(SET PROBLEM): Gather every line of the records below that contains the word "glasses", and copy each one out in full.
:: RECORDS SHOWN
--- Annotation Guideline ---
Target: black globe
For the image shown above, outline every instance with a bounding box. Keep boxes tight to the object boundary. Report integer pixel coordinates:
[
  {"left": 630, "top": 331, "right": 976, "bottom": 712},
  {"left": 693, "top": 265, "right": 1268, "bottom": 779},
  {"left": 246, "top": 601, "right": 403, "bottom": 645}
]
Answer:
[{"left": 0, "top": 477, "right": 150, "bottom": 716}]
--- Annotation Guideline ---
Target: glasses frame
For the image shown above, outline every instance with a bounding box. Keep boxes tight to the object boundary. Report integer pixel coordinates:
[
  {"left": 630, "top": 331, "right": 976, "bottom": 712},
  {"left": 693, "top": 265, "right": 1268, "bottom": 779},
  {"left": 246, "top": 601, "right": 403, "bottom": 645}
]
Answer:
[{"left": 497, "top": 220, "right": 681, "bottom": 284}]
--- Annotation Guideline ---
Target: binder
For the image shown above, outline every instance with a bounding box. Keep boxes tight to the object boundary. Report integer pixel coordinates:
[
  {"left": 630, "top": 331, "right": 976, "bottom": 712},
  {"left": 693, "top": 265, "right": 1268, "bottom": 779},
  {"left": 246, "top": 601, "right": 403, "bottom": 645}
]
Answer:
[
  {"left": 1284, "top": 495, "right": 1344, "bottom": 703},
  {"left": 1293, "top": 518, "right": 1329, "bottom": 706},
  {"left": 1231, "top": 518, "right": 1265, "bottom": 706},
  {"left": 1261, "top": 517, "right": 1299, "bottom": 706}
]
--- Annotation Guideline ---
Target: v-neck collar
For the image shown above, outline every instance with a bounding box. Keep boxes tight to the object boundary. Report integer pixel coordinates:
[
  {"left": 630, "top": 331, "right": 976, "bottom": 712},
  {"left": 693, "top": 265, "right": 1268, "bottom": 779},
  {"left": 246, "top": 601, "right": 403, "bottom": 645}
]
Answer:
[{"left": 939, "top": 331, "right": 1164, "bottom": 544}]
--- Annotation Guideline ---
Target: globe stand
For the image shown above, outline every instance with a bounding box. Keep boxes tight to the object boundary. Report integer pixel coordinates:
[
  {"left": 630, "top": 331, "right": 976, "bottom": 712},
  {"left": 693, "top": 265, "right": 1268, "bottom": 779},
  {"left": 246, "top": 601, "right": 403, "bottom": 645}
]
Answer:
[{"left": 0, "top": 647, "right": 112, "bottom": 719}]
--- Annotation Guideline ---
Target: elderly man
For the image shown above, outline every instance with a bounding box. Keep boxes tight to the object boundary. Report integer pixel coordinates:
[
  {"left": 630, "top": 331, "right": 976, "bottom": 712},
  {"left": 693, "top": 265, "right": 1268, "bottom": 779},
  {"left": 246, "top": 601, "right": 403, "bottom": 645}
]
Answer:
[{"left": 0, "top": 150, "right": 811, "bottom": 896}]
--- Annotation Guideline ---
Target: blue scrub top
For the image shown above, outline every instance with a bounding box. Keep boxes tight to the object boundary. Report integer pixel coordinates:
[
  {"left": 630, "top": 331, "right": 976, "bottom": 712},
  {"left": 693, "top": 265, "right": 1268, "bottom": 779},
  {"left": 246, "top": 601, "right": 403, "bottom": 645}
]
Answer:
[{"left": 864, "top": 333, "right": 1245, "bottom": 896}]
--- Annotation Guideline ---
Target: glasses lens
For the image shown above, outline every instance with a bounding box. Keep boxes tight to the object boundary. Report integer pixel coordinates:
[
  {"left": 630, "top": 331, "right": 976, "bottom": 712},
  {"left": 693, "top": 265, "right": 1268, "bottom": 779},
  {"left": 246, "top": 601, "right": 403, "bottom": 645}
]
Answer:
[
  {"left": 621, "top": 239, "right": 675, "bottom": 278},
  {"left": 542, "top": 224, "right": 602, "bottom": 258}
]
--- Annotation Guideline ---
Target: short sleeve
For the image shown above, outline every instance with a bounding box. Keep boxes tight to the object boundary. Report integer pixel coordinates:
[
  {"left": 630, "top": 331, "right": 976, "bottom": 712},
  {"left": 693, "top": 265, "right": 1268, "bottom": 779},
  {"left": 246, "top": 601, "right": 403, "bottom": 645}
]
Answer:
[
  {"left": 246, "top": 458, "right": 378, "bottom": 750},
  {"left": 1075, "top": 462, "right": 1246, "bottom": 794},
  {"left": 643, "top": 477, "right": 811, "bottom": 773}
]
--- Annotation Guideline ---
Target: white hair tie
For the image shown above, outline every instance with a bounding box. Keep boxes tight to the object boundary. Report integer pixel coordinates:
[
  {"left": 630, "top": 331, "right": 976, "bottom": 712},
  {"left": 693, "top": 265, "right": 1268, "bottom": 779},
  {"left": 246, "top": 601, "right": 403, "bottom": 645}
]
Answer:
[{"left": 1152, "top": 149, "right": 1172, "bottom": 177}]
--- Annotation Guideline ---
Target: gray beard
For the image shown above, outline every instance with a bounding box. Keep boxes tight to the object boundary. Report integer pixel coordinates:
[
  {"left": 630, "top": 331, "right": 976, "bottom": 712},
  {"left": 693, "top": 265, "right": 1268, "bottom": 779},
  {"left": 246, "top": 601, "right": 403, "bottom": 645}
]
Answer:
::::
(FINISHED TASK):
Target: glasses frame
Target: glasses lens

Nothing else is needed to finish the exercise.